#### Text
The N-terminal region of ZF, rich in negatively charged amino acids, is an activation domain. On the left is the schematic representation of the structure of the ZF protein. The numbers indicate the positions of the amino acid. ZF and its deletion mutants were fused to the GAL4 DNA-binding domain. The same amount (0.5 µg) of each plasmid was introduced into COS7 cells along with the reporter plasmid pG5EC (0.5 µg), which has five copies of the GAL4 UAS in the promoter region linked to the CAT gene. The parental vector expressing only the GAL4 DBD, pM1, was used as the blank control. The CAT activity was measured by ELISA 48 h post-transfection.

Figure 3

A sequence alignment of basic regions of 30 representative bZIP proteins and ZF. The numbers following the names of the gene locus indicate the location of the segment in the encoded protein. All bZIP proteins, except GA15 (or CHOP, GADD153 or DDIT3) and ZF, share a consensus quintet sequence, NXXAAXX(C/S)R (X stands for any amino acid), which is essential for DNA binding. ZF lacks the absolutely conserved residue N, which is critical for protein conformation; the amino portion of the basic region bears little resemblance to other bZIP factors.

Figure 4

Mutagenesis study of the HCF-binding motif in ZF. (A) The consensus sequence, [D/E]HXY[S/A], found in VP16 and Luman as well as their homologs is proved to be a HCF-binding motif. To test whether this motif in ZF is also involved in HCF binding, we mutated two absolutely conserved residues, H222 and Y224, and the negatively charged residue D221 by site-directed mutagenesis. (B) GST pull-down assay. GST and all GST fusion proteins were produced in E.coli strain BL21(DE3), coupled to glutathione–Sepharose beads. After incubation with [³⁵S]HCF, the beads were washed and analyzed by 10% SDS–PAGE. The lane labeled input represents one-tenth of the [³⁵S]HCF incubation mixture. (C) Mammalian two-hybrid assay. Plasmids pcZF, pcZF(D221A), pcZF(H222A) and pcZF(Y224A) were introduced into COS7 cells separately with reporter pG5EC and the plasmid expressing GAL–HCF. An aliquot of 0.5 µg DNA was used for each plasmid. Plasmid pcDNA3 was used as a control. The CAT activity was measured by ELISA 48 h post-transfection.

#### Data for analysis
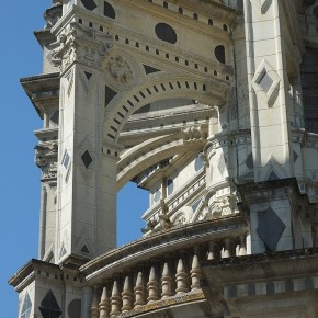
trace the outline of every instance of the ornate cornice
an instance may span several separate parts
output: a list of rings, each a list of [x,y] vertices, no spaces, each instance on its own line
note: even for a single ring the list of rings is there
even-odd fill
[[[105,57],[112,48],[113,36],[78,22],[71,22],[52,45],[52,61],[66,71],[75,61],[104,69]]]

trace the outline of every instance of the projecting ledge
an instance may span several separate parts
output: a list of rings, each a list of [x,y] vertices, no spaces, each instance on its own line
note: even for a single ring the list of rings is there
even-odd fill
[[[189,250],[200,246],[208,251],[208,245],[214,242],[218,250],[230,249],[235,254],[236,247],[248,232],[248,224],[243,216],[236,215],[208,222],[200,222],[147,236],[121,248],[112,250],[80,268],[86,279],[91,283],[110,280],[114,274],[132,270],[154,259],[174,254],[175,251]],[[239,249],[237,249],[239,250]]]

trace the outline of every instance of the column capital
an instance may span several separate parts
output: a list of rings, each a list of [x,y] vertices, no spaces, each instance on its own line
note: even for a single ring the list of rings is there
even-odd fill
[[[70,22],[52,44],[52,61],[65,72],[73,63],[104,69],[112,46],[113,35]]]

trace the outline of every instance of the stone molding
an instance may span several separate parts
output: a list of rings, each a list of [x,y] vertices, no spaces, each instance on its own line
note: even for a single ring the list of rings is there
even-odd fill
[[[200,242],[218,240],[235,235],[243,235],[248,230],[245,218],[237,214],[216,220],[204,220],[195,224],[183,225],[162,232],[149,235],[121,248],[112,250],[95,258],[80,268],[88,281],[99,282],[101,277],[111,277],[116,272],[117,264],[121,269],[132,268],[136,263],[148,261],[149,258],[166,254],[169,251],[190,248]]]

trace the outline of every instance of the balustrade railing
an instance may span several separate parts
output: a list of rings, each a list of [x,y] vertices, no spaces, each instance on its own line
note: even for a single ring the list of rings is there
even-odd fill
[[[154,304],[164,307],[170,299],[202,294],[200,265],[202,261],[247,253],[247,228],[240,234],[231,230],[228,230],[226,237],[207,241],[201,239],[195,245],[183,246],[174,252],[158,250],[156,254],[152,252],[149,259],[144,259],[143,263],[135,263],[130,268],[128,263],[123,264],[122,272],[117,271],[110,276],[106,272],[100,274],[101,281],[94,284],[93,288],[90,317],[111,318],[122,314],[125,314],[123,317],[134,316],[134,311],[154,309],[151,306]],[[94,280],[96,281],[96,277]],[[204,298],[203,294],[202,298]]]

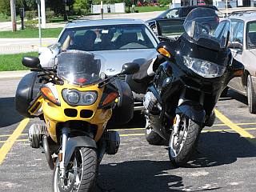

#### Assigned task
Reproduce the full text of the ZF figure legends, word for word.

#### Exercise response
The N-terminal region of ZF, rich in negatively charged amino acids, is an activation domain. On the left is the schematic representation of the structure of the ZF protein. The numbers indicate the positions of the amino acid. ZF and its deletion mutants were fused to the GAL4 DNA-binding domain. The same amount (0.5 µg) of each plasmid was introduced into COS7 cells along with the reporter plasmid pG5EC (0.5 µg), which has five copies of the GAL4 UAS in the promoter region linked to the CAT gene. The parental vector expressing only the GAL4 DBD, pM1, was used as the blank control. The CAT activity was measured by ELISA 48 h post-transfection.

Figure 3

A sequence alignment of basic regions of 30 representative bZIP proteins and ZF. The numbers following the names of the gene locus indicate the location of the segment in the encoded protein. All bZIP proteins, except GA15 (or CHOP, GADD153 or DDIT3) and ZF, share a consensus quintet sequence, NXXAAXX(C/S)R (X stands for any amino acid), which is essential for DNA binding. ZF lacks the absolutely conserved residue N, which is critical for protein conformation; the amino portion of the basic region bears little resemblance to other bZIP factors.

Figure 4

Mutagenesis study of the HCF-binding motif in ZF. (A) The consensus sequence, [D/E]HXY[S/A], found in VP16 and Luman as well as their homologs is proved to be a HCF-binding motif. To test whether this motif in ZF is also involved in HCF binding, we mutated two absolutely conserved residues, H222 and Y224, and the negatively charged residue D221 by site-directed mutagenesis. (B) GST pull-down assay. GST and all GST fusion proteins were produced in E.coli strain BL21(DE3), coupled to glutathione–Sepharose beads. After incubation with [³⁵S]HCF, the beads were washed and analyzed by 10% SDS–PAGE. The lane labeled input represents one-tenth of the [³⁵S]HCF incubation mixture. (C) Mammalian two-hybrid assay. Plasmids pcZF, pcZF(D221A), pcZF(H222A) and pcZF(Y224A) were introduced into COS7 cells separately with reporter pG5EC and the plasmid expressing GAL–HCF. An aliquot of 0.5 µg DNA was used for each plasmid. Plasmid pcDNA3 was used as a control. The CAT activity was measured by ELISA 48 h post-transfection.